- [Activity] Respond with exact copies of the lines running from the line that contains "Can you find the rooftop" to the end of the material.

- [Data for this task]
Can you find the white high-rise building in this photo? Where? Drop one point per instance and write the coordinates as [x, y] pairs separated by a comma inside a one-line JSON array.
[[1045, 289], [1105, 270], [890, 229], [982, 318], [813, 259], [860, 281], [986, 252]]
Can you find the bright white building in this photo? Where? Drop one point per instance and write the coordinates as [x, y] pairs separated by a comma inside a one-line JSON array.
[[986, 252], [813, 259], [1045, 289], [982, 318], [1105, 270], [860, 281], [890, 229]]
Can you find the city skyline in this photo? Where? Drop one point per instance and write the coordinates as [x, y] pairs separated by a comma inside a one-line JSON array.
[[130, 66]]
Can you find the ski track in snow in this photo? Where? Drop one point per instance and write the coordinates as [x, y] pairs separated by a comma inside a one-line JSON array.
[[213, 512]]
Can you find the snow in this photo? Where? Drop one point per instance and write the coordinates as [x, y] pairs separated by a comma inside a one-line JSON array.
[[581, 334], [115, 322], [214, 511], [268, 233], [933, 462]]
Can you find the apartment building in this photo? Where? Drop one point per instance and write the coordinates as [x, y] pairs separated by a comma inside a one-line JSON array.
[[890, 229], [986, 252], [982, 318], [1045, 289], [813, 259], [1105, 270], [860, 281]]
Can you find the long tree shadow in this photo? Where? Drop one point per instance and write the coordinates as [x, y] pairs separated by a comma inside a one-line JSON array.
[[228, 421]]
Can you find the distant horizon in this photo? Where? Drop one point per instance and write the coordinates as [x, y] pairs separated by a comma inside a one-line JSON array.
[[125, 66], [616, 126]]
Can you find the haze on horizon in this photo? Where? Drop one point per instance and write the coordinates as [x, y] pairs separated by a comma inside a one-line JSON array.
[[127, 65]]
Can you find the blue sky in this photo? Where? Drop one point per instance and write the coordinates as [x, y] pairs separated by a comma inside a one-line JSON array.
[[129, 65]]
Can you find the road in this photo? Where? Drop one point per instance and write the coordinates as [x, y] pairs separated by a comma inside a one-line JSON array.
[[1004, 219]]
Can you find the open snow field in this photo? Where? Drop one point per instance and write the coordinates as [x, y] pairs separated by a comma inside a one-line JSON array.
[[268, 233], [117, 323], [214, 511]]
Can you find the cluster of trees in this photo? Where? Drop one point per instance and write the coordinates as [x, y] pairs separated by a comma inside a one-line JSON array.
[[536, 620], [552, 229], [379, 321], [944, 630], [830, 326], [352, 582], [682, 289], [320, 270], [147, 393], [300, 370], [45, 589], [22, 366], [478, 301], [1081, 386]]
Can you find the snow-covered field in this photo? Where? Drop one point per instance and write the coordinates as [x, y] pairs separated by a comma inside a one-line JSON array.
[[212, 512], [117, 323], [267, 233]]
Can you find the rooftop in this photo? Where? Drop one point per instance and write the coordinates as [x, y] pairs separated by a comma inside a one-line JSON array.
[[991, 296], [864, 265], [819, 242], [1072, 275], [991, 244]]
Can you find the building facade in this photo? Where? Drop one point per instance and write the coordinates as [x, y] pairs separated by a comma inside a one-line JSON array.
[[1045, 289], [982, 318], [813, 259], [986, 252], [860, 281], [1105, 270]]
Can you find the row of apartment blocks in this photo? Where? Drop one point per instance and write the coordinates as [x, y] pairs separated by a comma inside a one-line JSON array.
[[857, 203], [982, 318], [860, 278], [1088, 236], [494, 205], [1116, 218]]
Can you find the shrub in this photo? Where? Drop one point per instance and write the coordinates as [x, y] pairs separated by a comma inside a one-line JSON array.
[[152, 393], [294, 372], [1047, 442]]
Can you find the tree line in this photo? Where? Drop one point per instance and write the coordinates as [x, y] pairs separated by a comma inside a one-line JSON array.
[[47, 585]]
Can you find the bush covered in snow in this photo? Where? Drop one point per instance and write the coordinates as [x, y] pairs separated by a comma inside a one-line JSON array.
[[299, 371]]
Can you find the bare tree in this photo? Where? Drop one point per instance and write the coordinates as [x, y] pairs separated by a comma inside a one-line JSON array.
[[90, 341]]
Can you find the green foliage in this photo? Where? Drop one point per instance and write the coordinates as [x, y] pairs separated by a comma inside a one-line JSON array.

- [Reply to the exercise]
Can you find the rooftop in this photo? Where? Drop one point per instance and write the coordinates as [x, y] pairs separated by a comma inside a one-line JSON array.
[[991, 296], [864, 265], [819, 242], [1072, 275], [991, 244]]
Can you find the building facade in this photo? Where? Drop one point per instance and write the coordinates as [x, y] pairs separated by a comma inside a one-line JSON array.
[[1045, 289], [982, 318], [813, 259], [986, 252], [860, 281], [1105, 270]]
Can you find the row of apartment blocks in this photo? Where? Drop one point per instance and write the coordinates as [x, y] pairs separated by a comma inside a one-line JSON array.
[[857, 203], [982, 318], [860, 278], [1088, 236], [494, 205], [1116, 218]]
Can you find the shrub in this photo? Where? Drop one point per instance and write the coordinates as [x, y] pairs separated by a comma inside a one-line JSON array.
[[152, 393], [294, 372], [1047, 442]]
Can you find the tree line in this photo? Where? Drop one point per instance and write the coordinates as [x, y] pairs separated by a comma inside a one-line JSON array.
[[47, 585]]
Can you find the bush covered in snow in this photo? Where? Drop one point per instance and write the coordinates as [x, y] pairs separated by a comma inside a one-line JSON array.
[[299, 371]]
Can you find the bare tree in this photo? Where? Drop one point per instance and write the coordinates as [x, y] pairs separated by a comma inside a one-line JSON array.
[[90, 341]]
Can you find the green foliage in this photo? Where? Drop one point per instance and write the coordinates as [x, y] pairs separated by a comma inside a one-line JSON array.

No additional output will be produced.